_Stated problem_: Images embedded in the records are excluded; print everything else exactly as given.

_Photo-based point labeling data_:
--- start ---
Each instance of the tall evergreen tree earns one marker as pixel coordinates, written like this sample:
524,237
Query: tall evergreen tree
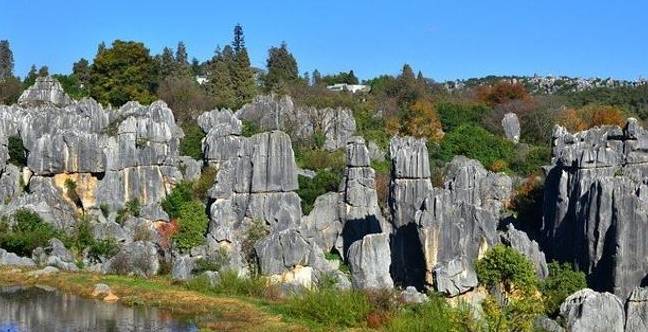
242,74
282,68
166,62
6,60
317,77
81,70
220,84
239,39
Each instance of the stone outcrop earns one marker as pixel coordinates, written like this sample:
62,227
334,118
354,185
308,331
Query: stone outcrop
511,126
11,259
138,258
596,211
519,241
370,260
587,310
280,113
440,232
45,91
637,310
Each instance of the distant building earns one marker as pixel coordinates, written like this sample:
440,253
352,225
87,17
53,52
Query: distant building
201,80
353,88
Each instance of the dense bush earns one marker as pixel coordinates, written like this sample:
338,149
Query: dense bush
310,189
476,143
231,284
331,308
320,159
17,152
192,222
250,129
435,315
191,143
453,115
180,195
503,265
27,233
561,282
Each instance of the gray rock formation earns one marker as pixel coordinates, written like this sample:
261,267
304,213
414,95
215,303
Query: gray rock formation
137,258
437,228
519,241
587,310
454,277
11,259
182,268
595,210
637,310
370,260
280,113
411,295
511,126
55,254
46,91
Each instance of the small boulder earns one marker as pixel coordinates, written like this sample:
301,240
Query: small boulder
370,260
511,126
411,295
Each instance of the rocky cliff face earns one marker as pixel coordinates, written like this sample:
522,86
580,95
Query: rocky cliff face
114,156
280,113
596,211
440,232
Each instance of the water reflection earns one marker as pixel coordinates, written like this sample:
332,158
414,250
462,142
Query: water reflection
42,309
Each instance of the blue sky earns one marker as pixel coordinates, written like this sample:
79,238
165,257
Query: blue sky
444,39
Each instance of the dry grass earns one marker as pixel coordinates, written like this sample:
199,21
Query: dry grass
210,312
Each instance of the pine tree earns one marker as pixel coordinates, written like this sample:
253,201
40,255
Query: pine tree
239,40
31,77
182,64
81,70
6,60
242,75
220,84
352,79
282,68
317,78
166,63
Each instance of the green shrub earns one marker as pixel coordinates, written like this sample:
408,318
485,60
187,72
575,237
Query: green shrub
204,183
331,308
28,232
504,265
561,282
309,189
180,195
191,143
105,209
532,161
70,190
213,263
192,226
133,207
250,129
453,115
434,315
230,284
103,249
17,151
476,143
317,160
256,231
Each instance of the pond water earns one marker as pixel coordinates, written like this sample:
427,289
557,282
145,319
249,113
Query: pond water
43,309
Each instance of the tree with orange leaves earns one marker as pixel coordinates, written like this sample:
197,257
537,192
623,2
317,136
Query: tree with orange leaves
501,92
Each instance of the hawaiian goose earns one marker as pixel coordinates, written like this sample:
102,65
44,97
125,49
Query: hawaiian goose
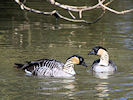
103,64
52,68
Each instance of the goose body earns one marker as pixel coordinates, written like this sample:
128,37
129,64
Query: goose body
103,64
52,68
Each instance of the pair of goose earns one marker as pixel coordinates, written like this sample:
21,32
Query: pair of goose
54,68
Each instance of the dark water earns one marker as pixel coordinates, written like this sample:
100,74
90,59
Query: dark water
26,36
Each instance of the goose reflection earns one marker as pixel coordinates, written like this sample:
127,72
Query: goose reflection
103,75
102,89
58,87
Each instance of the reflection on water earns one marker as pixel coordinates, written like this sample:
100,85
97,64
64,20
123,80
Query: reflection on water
25,36
102,89
58,87
103,75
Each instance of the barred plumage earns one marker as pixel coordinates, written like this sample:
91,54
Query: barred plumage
51,67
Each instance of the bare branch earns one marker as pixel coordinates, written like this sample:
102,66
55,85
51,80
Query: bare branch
55,13
78,9
114,11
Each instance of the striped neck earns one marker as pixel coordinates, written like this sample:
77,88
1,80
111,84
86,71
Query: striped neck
69,67
104,59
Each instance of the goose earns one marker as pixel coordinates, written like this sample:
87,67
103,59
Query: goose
52,67
103,64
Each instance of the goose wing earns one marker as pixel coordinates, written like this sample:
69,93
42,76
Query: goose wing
43,64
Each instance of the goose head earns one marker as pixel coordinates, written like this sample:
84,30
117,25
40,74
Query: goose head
77,60
98,50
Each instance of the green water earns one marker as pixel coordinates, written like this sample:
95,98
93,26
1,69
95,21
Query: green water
26,36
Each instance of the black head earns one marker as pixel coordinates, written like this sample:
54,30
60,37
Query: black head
95,50
78,60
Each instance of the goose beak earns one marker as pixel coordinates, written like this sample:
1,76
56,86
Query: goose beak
92,53
84,64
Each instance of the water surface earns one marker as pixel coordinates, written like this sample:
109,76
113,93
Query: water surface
26,36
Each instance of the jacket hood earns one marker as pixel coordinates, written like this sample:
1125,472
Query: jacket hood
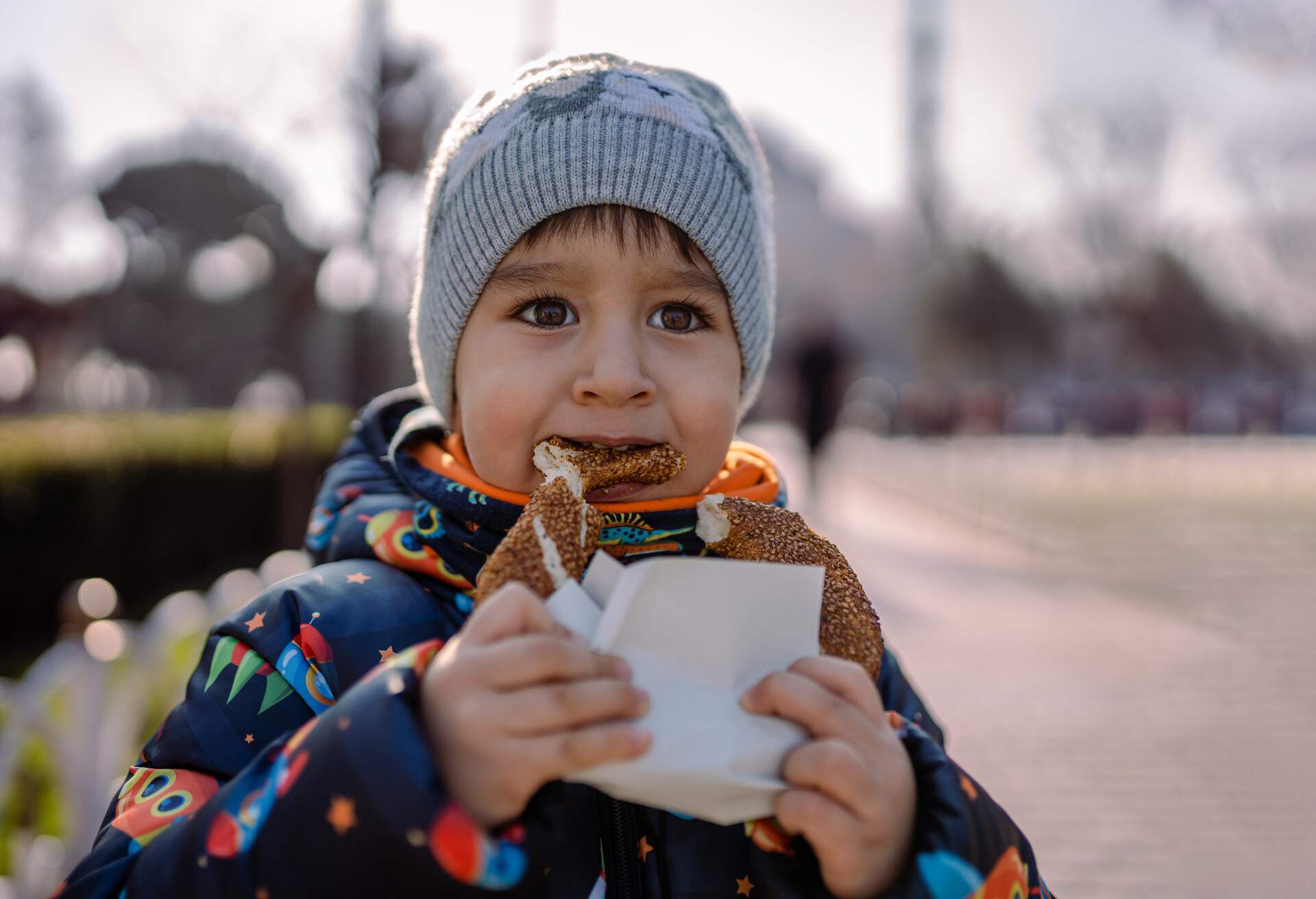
378,499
--- end ---
_Answer for this exercise_:
Each instance of the tall evergreen tree earns one marker as pixel coordinates, written like this sample:
524,237
Query: tall evergreen tree
242,74
282,68
166,62
6,60
317,77
81,70
220,84
239,39
Each instance of the stone outcrop earns one marker as pixel coordinates, written like this sample:
62,227
334,118
354,185
308,331
Query: stone outcrop
511,126
11,259
138,258
596,211
519,241
370,260
587,310
280,113
440,232
45,91
637,310
Each instance of the distant building earns one marker as pixel coordinates, written like this sample:
440,253
352,225
87,17
53,52
Query: distant building
201,80
353,88
Each instance of the dense bush earns one marker as pixel coordinates, written like this sample:
338,149
Query: dense bush
310,189
476,143
231,284
331,308
320,159
17,152
192,222
250,129
435,315
191,143
453,115
180,195
503,265
27,233
561,282
Each instance of the gray rock formation earns one marker as pixel coordinates, written like this sample:
261,267
304,213
414,95
215,303
Query: gray rock formation
137,258
437,228
519,241
587,310
454,277
11,259
182,268
595,210
637,310
370,260
280,113
411,295
511,126
55,254
46,91
Each instance of the small boulder earns one marker as pixel coordinates, written like this sample:
301,240
Query: small boulder
370,260
511,126
411,295
Each instance of the rocky cliff face earns one marker as pixel coordinates, written like this sample:
522,86
580,95
Query: rocky cliff face
114,156
280,113
596,211
440,232
Each instance of the water reflection earns one marker as pixel coordinates, written like this sample:
332,158
414,250
462,142
Query: water reflection
42,309
Each instance of the blue sky earns one marker as pixel coordinates, written like this sample:
79,238
165,257
Query: blue sky
444,39
Each instance of the dry grass earns one marker as pixel coordinates, written like this sample:
199,21
Query: dry grass
210,312
Each instance of the pine tree earns one marker as pixel coordinates, written like this sample:
253,201
40,255
Query: pine tree
239,40
31,77
182,64
81,70
6,60
242,75
220,84
352,79
282,68
317,78
166,63
Each instance of the green shrub earns one marker as pixel coordinates, written like this sample:
408,318
485,60
187,72
575,237
Query: green shrub
204,183
331,308
28,232
504,265
561,282
309,189
180,195
191,143
105,209
532,161
70,190
213,263
192,226
133,207
250,129
453,115
434,315
230,284
103,249
17,151
476,143
317,160
256,231
Each instance of the pond water earns one marker as pixel coordinates, written like this sample:
427,289
557,282
145,319
249,113
Query: pond water
43,309
Each instance of the tree with orange leaves earns one marker as pixel coordinates, written like this sample:
197,257
537,192
623,2
317,136
Query: tree with orange leaves
501,92
Each instance of the hawaiian goose earns one marker as pixel coordinates, written like this sample:
102,65
44,97
125,49
Query: hawaiian goose
103,64
52,68
Each instance of the goose body earns one marker as pixel coordinates, written like this sample:
128,37
129,64
Query: goose body
103,64
52,68
Each instance of the pair of goose earns one marker as pixel coordinates, written like this sample:
21,32
Query: pair of goose
54,68
Each instance of the dark water earns one marker as pixel coordinates, written like this sample:
100,74
90,59
Query: dark water
26,36
Each instance of the goose reflection earns one marker as pixel coordinates, written like this sample:
127,72
Query: goose reflection
103,75
102,89
58,87
Each instance of the reflection on water earns one marker as pixel coordinates, written like this sample:
100,85
97,64
64,20
123,80
Query: reflection on water
25,36
102,89
58,87
103,75
Each instance of the barred plumage earns one marker as pixel coordinates, written like this sample:
91,54
Query: barred plumage
51,67
Each instance of the bare branch earns one marker as pixel coordinates, written like this sample:
102,66
55,85
51,80
Query: bare branch
55,13
78,9
114,11
Each instance of the striped neck earns one marker as pixel coordinates, written like this sample:
77,88
1,80
111,84
86,71
Query: striped neck
69,67
104,59
Each instance of the goose earns one marker as pixel coordinates, written like this sample:
87,67
103,59
Query: goose
52,67
103,64
Each instance of the goose wing earns one marker as pixel coordinates, written like this sample:
69,93
42,76
Query: goose wing
43,64
Each instance of the goose head earns one marker as pixel coordinates, written like this sample:
84,30
117,25
40,74
Query: goose head
77,60
98,50
Each instance of the green water earns one marker as pixel coordinates, written like this sample:
95,98
93,26
1,69
95,21
Query: green water
26,36
Each instance of the black head earns one marker as pixel coordinates, written like this sample:
54,30
60,37
Query: black head
95,50
78,60
Each instance of the goose beak earns one marker as pixel coordinates, written like this sample:
1,76
56,86
Query: goose beak
92,53
84,64
Each instance of the water surface earns one marker as pixel coordinates, written like this sample:
109,76
113,93
Query: water surface
26,36
Each instance of the jacket hood earns one marker as pixel coordinates, written like this sample:
1125,472
Query: jacket hood
378,499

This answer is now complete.